───── DATA LINES ─────

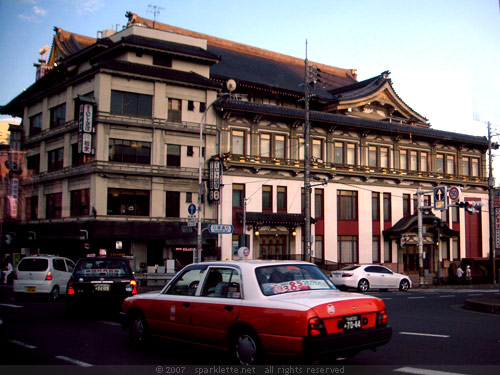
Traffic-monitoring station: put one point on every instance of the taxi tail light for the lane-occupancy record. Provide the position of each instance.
(70, 289)
(316, 327)
(382, 318)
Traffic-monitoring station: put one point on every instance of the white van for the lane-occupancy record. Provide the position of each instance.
(44, 274)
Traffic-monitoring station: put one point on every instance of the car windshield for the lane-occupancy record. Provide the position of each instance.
(349, 268)
(94, 267)
(281, 279)
(33, 265)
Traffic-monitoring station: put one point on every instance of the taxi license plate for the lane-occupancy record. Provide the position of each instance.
(101, 287)
(352, 322)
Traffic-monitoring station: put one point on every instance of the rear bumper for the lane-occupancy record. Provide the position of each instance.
(346, 343)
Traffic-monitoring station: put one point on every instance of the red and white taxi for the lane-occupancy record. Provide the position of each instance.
(253, 308)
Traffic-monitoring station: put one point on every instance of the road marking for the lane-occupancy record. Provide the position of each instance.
(423, 334)
(422, 371)
(27, 346)
(110, 323)
(74, 361)
(9, 305)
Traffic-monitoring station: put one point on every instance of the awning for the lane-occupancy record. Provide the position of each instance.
(270, 218)
(410, 223)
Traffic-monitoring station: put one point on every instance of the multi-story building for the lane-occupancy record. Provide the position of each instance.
(125, 183)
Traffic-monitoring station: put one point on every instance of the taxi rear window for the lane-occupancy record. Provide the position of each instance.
(102, 268)
(281, 279)
(33, 265)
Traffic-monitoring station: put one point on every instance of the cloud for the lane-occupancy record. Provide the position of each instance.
(38, 12)
(89, 6)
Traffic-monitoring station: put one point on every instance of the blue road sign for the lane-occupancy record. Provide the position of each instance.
(192, 209)
(220, 228)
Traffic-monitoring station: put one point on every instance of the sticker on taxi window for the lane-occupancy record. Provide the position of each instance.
(297, 285)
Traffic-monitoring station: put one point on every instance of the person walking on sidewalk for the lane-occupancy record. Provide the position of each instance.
(460, 274)
(468, 274)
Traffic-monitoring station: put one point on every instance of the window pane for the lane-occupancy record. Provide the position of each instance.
(403, 159)
(279, 147)
(265, 145)
(238, 143)
(372, 156)
(351, 154)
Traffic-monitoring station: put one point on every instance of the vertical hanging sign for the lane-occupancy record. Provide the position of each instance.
(85, 128)
(214, 166)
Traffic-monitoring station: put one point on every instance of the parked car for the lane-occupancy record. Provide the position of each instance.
(254, 308)
(369, 276)
(100, 282)
(46, 274)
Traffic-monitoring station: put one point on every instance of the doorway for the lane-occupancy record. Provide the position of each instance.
(273, 247)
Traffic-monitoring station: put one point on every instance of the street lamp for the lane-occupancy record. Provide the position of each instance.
(231, 85)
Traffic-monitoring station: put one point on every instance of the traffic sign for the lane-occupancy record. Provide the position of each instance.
(220, 228)
(454, 193)
(440, 199)
(192, 209)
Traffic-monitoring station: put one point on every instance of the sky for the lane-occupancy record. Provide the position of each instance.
(443, 55)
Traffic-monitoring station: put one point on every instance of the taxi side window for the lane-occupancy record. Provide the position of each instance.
(187, 283)
(222, 283)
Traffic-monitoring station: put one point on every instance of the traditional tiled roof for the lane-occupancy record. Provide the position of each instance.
(356, 122)
(66, 43)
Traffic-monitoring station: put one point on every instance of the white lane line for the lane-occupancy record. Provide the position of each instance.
(110, 323)
(24, 345)
(423, 334)
(9, 305)
(422, 371)
(74, 361)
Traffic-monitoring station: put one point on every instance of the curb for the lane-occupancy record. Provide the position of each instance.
(490, 305)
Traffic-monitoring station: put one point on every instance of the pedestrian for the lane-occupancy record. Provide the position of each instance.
(468, 274)
(7, 270)
(460, 274)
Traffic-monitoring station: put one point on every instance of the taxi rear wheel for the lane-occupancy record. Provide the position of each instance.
(138, 330)
(404, 285)
(363, 285)
(246, 348)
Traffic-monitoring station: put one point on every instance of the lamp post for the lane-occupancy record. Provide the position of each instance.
(201, 187)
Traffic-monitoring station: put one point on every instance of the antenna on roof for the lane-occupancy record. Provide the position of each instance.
(155, 9)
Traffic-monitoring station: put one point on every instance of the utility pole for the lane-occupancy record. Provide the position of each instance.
(491, 210)
(307, 166)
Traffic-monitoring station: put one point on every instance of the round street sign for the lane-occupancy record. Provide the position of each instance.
(454, 193)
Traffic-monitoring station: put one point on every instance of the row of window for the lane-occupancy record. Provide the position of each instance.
(122, 151)
(345, 153)
(347, 203)
(122, 103)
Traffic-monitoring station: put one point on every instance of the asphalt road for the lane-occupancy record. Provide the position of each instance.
(432, 335)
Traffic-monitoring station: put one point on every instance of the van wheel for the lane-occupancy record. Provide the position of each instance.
(54, 295)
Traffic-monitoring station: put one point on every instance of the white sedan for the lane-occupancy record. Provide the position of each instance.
(369, 276)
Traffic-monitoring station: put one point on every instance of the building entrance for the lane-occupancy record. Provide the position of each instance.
(273, 247)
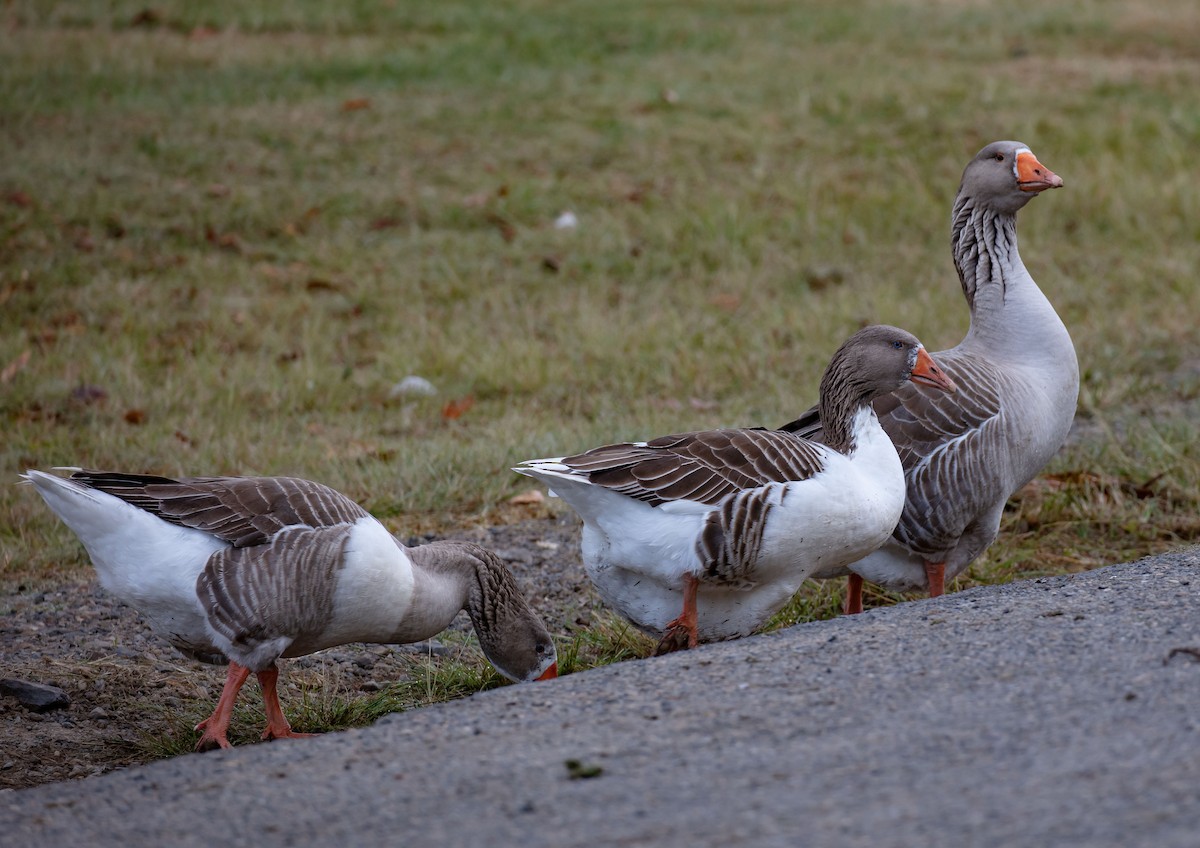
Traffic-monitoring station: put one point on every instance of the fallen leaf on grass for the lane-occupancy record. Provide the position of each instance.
(508, 230)
(11, 370)
(88, 394)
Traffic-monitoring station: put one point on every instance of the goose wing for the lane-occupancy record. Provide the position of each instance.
(954, 449)
(703, 467)
(243, 511)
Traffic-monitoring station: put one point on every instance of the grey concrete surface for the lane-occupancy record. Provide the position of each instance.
(1056, 711)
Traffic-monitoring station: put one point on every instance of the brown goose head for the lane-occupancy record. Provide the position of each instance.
(1006, 175)
(874, 361)
(510, 633)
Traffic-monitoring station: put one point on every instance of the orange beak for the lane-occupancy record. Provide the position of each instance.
(1035, 176)
(927, 372)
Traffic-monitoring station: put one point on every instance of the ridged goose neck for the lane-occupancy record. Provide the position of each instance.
(983, 241)
(510, 633)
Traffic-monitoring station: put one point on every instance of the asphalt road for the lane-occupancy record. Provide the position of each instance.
(1059, 711)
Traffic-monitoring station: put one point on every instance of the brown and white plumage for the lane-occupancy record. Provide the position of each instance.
(964, 455)
(249, 570)
(726, 524)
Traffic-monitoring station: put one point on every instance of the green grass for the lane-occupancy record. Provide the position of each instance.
(228, 229)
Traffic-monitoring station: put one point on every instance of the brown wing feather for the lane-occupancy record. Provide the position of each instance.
(949, 446)
(705, 467)
(241, 511)
(269, 591)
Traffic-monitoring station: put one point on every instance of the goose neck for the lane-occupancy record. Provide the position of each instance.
(844, 403)
(983, 241)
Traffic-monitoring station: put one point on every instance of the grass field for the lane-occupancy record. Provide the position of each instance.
(228, 229)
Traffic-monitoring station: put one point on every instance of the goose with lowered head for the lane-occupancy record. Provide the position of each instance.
(702, 536)
(249, 570)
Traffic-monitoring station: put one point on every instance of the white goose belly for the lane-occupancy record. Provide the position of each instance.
(822, 523)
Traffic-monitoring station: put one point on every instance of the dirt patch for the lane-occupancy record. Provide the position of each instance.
(127, 685)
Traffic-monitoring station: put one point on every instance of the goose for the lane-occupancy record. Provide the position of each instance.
(249, 570)
(964, 455)
(725, 524)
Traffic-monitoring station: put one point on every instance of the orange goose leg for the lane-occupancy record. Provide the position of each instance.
(853, 595)
(277, 726)
(935, 572)
(682, 633)
(217, 725)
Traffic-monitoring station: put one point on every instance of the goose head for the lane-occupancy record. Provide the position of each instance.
(519, 645)
(875, 361)
(1006, 175)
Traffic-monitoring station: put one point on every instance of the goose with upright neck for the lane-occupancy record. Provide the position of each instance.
(964, 455)
(703, 536)
(249, 570)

─────

[WORK REQUIRED] Give the rows above as a two-column CSV named with the headers "request" and "points", with one row for each request: the request's text in one quoted field and its answer points in the other. Turn any line breaks inside a field into spaces, and leave the pictures out.

[SOLUTION TO THIS TASK]
request,points
"Traffic-monitoring station: put one point on every instance of the taxi tail light for the lane-occupancy record. Provide the position of each instance.","(70, 289) (316, 327) (382, 318)"
"Traffic-monitoring station: put one point on every instance of the white van for the lane-occupancy record. Provide the position of each instance.","(44, 274)"
"Traffic-monitoring station: put one point on every instance of the car windshield for the lane-occupancy record. Provide the position of each instance.","(349, 268) (94, 267) (281, 279) (33, 265)"
"Traffic-monitoring station: put one point on every instance of the taxi license plate for the lane-occupancy record. Provide the position of each instance.","(101, 287) (352, 322)"
"Traffic-monitoring station: put one point on every instance of the rear bumper for the lane-occupancy record. Provide the position of each instance.","(346, 343)"
"Traffic-monitoring station: put one point on every instance of the red and white taxi for the lane-occupancy record. Provide the position of each instance.","(253, 308)"
"Traffic-monitoring station: put one point on every instance of the road marking for the lane-occupancy record. Provide the position of each instance.","(423, 334) (422, 371) (27, 346) (110, 323) (74, 361) (9, 305)"
"Traffic-monitoring station: put one point on every instance of the awning for the lane-occupancy record. Provide the position of each instance.","(270, 218) (410, 223)"
"Traffic-monitoring station: put one point on every instance of the multi-story building for the lane-occupancy record. Provide the position of each instance.","(125, 183)"
"Traffic-monitoring station: put one point on every instance of the taxi rear window for the lane-occupancy record. Provide the position of each instance.","(102, 268) (281, 279) (33, 265)"
"Traffic-monitoring station: put one point on every instance of the cloud for the lane-occupancy record. Provide the position of each instance.","(38, 12) (89, 6)"
"Traffic-monitoring station: put one point on every instance of the blue road sign for the lane-occupancy record. Provide the position of each instance.","(192, 209) (220, 228)"
"Traffic-monitoring station: put one point on every instance of the sticker on taxi window for the lane-occupancy record. Provide the position of each instance.","(297, 285)"
"Traffic-monitoring station: put one point on every instance of the person walking on sidewalk for the lane-occupancy record. Provide the position of each instance.","(460, 274) (468, 274)"
"Traffic-monitoring station: put one point on every instance of the window pane for the lane-occupancy record. Provide the position of each instance.","(403, 159) (279, 147) (265, 145) (238, 143) (372, 156) (351, 154)"
"Traffic-monitoring station: put one point on every instance of the vertical hanging sign for the lane-occupancy record. Provide the position of each instance.","(85, 128) (214, 166)"
"Traffic-monitoring station: put one point on every instance of the parked car for the lane-occupancy record. Provide the position of each instance.","(254, 308) (369, 276) (100, 282) (46, 274)"
"Traffic-monitoring station: put one point on every instance of the doorway for the lane-occupancy record. Provide the position of each instance.","(273, 247)"
"Traffic-monitoring station: put one point on every instance of the street lamp for the lane-occupancy record. Provide the position of each instance.","(231, 85)"
"Traffic-monitoring station: put one point on every instance of the traffic sign for the lane-occupancy record. Provide the position of each instance.","(220, 228) (454, 193) (440, 199) (192, 209)"
"Traffic-monitoring station: put one point on every instance of the sky for the lane-occupancy record. Provide the position of each instance.","(443, 55)"
"Traffic-monitoring station: put one point on every instance of the taxi side window for the lane-occupancy record. Provide the position of each instance.","(187, 283) (222, 283)"
"Traffic-monitoring station: put one point on every instance of the traditional tiled roof for the lane-occupancy record. Provide the position of each instance.","(356, 122) (66, 43)"
"Traffic-monitoring station: put one point on every instance of the white lane line for the lane-occupancy record. Provide the position of each instance.","(110, 323) (24, 345) (423, 334) (9, 305) (422, 371) (74, 361)"
"Traffic-monitoring station: put one point on every instance of the curb for the lane-occupancy record. Provide the position of each instance.","(490, 305)"
"Traffic-monitoring station: put one point on every instance of the pedestrian for the lane-occupancy record. Provide the position of each instance.","(468, 274) (7, 270) (460, 274)"
"Traffic-monitoring station: put one point on every instance of the taxi rear wheel for the lane-occupancy record. Provide the position of each instance.","(138, 330) (404, 285) (363, 285) (246, 348)"
"Traffic-monitoring station: put one point on every instance of the lamp post for the lane-occupancy record. Provide the position of each instance.","(201, 187)"
"Traffic-monitoring station: put one point on every instance of the antenna on roof for the lane-occupancy record. Provide the position of each instance.","(155, 9)"
"Traffic-monitoring station: put one point on every instance of the utility pole for the lane-occupancy record. Provide the position of each instance.","(491, 210) (307, 166)"
"Traffic-monitoring station: put one point on every instance of the round street sign for the lane-occupancy record. Provide the position of each instance.","(454, 193)"
"Traffic-monitoring station: put one point on every instance of the row of window for the lane-occupancy record. Provide the position of each instance.","(122, 151) (345, 153) (347, 203) (122, 103)"
"Traffic-monitoring station: put one point on every instance of the asphalt road for the lane-occupancy record. Provide the position of each instance.","(432, 335)"
"Traffic-monitoring station: put one point on every instance of the van wheel for the lane-occupancy record. Provide the position of each instance.","(54, 295)"
"Traffic-monitoring station: put one point on every instance of the white sedan for the lane-occupancy record. Provide the position of each instance.","(369, 276)"
"Traffic-monitoring station: put one point on every instance of the building entrance for the lane-occupancy record. Provide the position of each instance.","(273, 247)"
"Traffic-monitoring station: put one point on every instance of the fallen leaf on grass for the lane-occupancy record. Provide the position of each instance.","(508, 230) (11, 370) (88, 394)"
"Traffic-monitoring station: put one point on every instance of the goose wing for the lane-occupancy record. Provide the position of each instance.","(954, 449) (703, 467) (243, 511)"
"Traffic-monitoring station: put one point on every instance of the grey concrete surface for the lane-occupancy record. Provide the position of each instance.","(1056, 711)"
"Traffic-monitoring station: put one point on every instance of the brown goose head for the lane-occupancy record. Provide the position of each instance.","(1006, 175) (874, 361) (510, 633)"
"Traffic-monitoring station: put one point on every instance of the orange beak for the lane-occupancy record. Provide the position of each instance.","(1035, 176) (927, 372)"
"Traffic-monitoring station: put one point on every instance of the ridged goose neck for the lane-occupancy record. Provide the position of each instance.","(983, 241) (510, 633)"
"Traffic-monitoring station: put one point on every instance of the asphalt road for the lane-occupancy record. Provide the position of each instance.","(1059, 711)"
"Traffic-monitoring station: put one point on every instance of the brown and white plumage for the lane-occupancy record. Provide the position of each instance.","(964, 455) (249, 570) (726, 524)"
"Traffic-monitoring station: put one point on every instance of the green grass for the lane-occupancy record. Provide the position of each instance.","(228, 229)"
"Traffic-monitoring station: put one point on every instance of the brown wing feather for the lane-occupancy record. Provide the position of each instance.","(949, 446) (705, 467) (241, 511) (269, 591)"
"Traffic-monitoring station: put one point on every instance of the goose neck for the lane-occupancy record. Provide the position of each instance.","(844, 403) (983, 241)"
"Traffic-monitoring station: put one point on every instance of the grass field for the lane-occupancy record. Provide the position of each instance.","(228, 229)"
"Traffic-monitoring station: put one point on every instance of the goose with lowered head for the lane-occupancy record. Provide the position of each instance.","(702, 536) (249, 570)"
"Traffic-monitoring station: put one point on every instance of the white goose belly for the lane-occupancy record. Provide the position of each instance.","(822, 523)"
"Traffic-monitoring station: put one point on every instance of the dirt patch for the lane-occupancy record. Provide the position of each instance.","(127, 685)"
"Traffic-monitoring station: put one point on every instance of the goose for the lane-occupancy record. Provide the position of each instance.","(249, 570) (964, 455) (725, 524)"
"Traffic-monitoring station: put one point on every instance of the orange goose leg for the lane-occupancy record. Provide the position of each instance.","(853, 595) (277, 726) (935, 572) (682, 633) (217, 725)"
"Traffic-monitoring station: put one point on every instance of the goose head for the lane-occupancy record. Provide the position of each instance.","(519, 645) (875, 361) (1006, 175)"
"Traffic-monitoring station: put one point on every instance of the goose with upright neck for the lane-occupancy record. Provide the position of each instance.","(964, 455) (703, 536) (249, 570)"